Skip to content

ucdavis-icdm19

Below we report the samples count for each version of the dataset.

Semantic of the splits

The split available for this datasets relate to our IMC23 paper.

unfiltered

The unfitered version contains all data before curation.

tcbench datasets samples-count --name ucdavis-icdm19

Output

unfiltered
┏━━━━━━━━━━━━━━━━━━━━━━━━━━━━━┳━━━━━━━━━━━━━━━┳━━━━━━━━━┓
┃ partition                   ┃ app           ┃ samples ┃
┡━━━━━━━━━━━━━━━━━━━━━━━━━━━━━╇━━━━━━━━━━━━━━━╇━━━━━━━━━┩
│ pretraining                 │ google-doc    │    1221 │
│                             │ google-drive  │    1634 │
│                             │ google-music  │     592 │
│                             │ google-search │    1915 │
│                             │ youtube       │    1077 │
│                             │ __total__     │    6439 │
├─────────────────────────────┼───────────────┼─────────┤
│ retraining-human-triggered  │ google-doc    │      15 │
│                             │ google-drive  │      18 │
│                             │ google-music  │      15 │
│                             │ google-search │      15 │
│                             │ youtube       │      20 │
│                             │ __total__     │      83 │
├─────────────────────────────┼───────────────┼─────────┤
│ retraining-script-triggered │ google-doc    │      30 │
│                             │ google-drive  │      30 │
│                             │ google-music  │      30 │
│                             │ google-search │      30 │
│                             │ youtube       │      30 │
│                             │ __total__     │     150 │
└─────────────────────────────┴───────────────┴─────────┘

First training split

tcbench datasets samples-count --name ucdavis-icdm19 --split 0

Output

filtered, split: 0
┏━━━━━━━━━━━━━━━┳━━━━━━━━━┓
┃ app           ┃ samples ┃
┡━━━━━━━━━━━━━━━╇━━━━━━━━━┩
│ google-doc    │     100 │
│ google-drive  │     100 │
│ google-music  │     100 │
│ google-search │     100 │
│ youtube       │     100 │
├───────────────┼─────────┤
│ __total__     │     500 │
└───────────────┴─────────┘

human test split

This is equivalent to the human partition of the unfiltered dataset.

tcbench datasets samples-count --name ucdavis-icdm19 --split human

Output

filtered, split: human
┏━━━━━━━━━━━━━━━┳━━━━━━━━━┓
┃ app           ┃ samples ┃
┡━━━━━━━━━━━━━━━╇━━━━━━━━━┩
│ youtube       │      20 │
│ google-drive  │      18 │
│ google-doc    │      15 │
│ google-music  │      15 │
│ google-search │      15 │
├───────────────┼─────────┤
│ __total__     │      83 │
└───────────────┴─────────┘

script test split

This is equivalent to the script partition of the unfiltered dataset.

tcbench datasets samples-count --name ucdavis-icdm19 --split script

Output

filtered, split: script
┏━━━━━━━━━━━━━━━┳━━━━━━━━━┓
┃ app           ┃ samples ┃
┡━━━━━━━━━━━━━━━╇━━━━━━━━━┩
│ google-doc    │      30 │
│ google-drive  │      30 │
│ google-music  │      30 │
│ google-search │      30 │
│ youtube       │      30 │
├───────────────┼─────────┤
│ __total__     │     150 │
└───────────────┴─────────┘

ACTIVITY. In the ucdavis-icdm19 page, what is the total number of samples in the pretraining partition of the unfiltered version?

GIVEN DATA.
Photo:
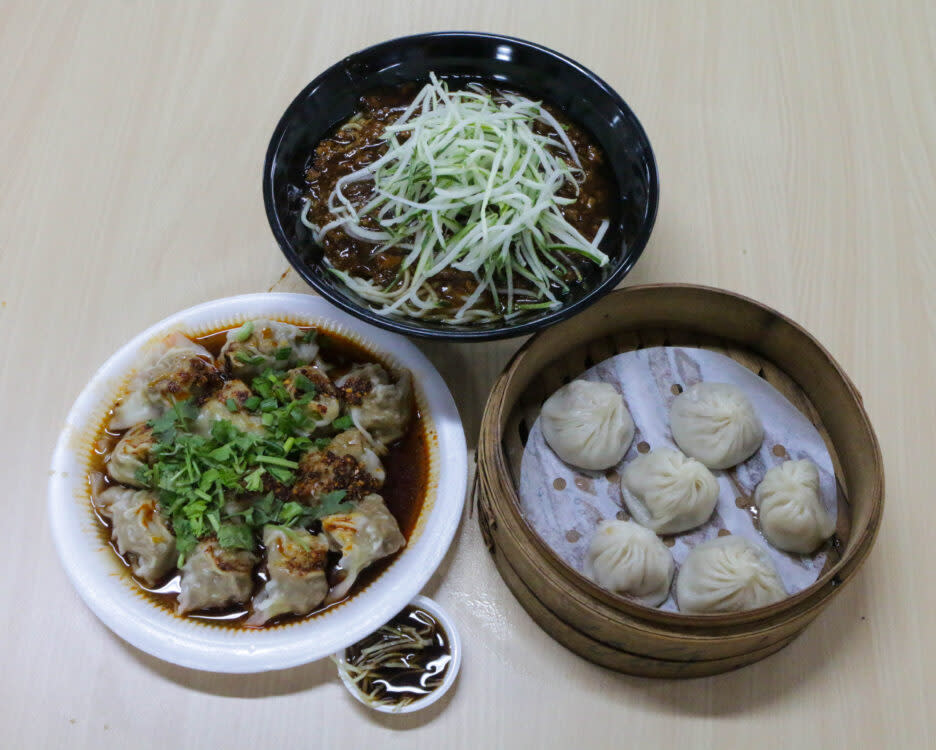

YOUR SOLUTION. 6439